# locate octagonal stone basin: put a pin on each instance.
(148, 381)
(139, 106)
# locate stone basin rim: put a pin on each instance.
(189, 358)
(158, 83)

* * * * * * *

To be done
Shift every coordinate in the data above by adding 142 to each number, then write out all the lines again, request lines included.

Exercise solution
# locate octagonal stone basin: put a pin on each instance.
(290, 523)
(281, 248)
# locate stone basin rim: put a pin on each instance.
(331, 500)
(300, 225)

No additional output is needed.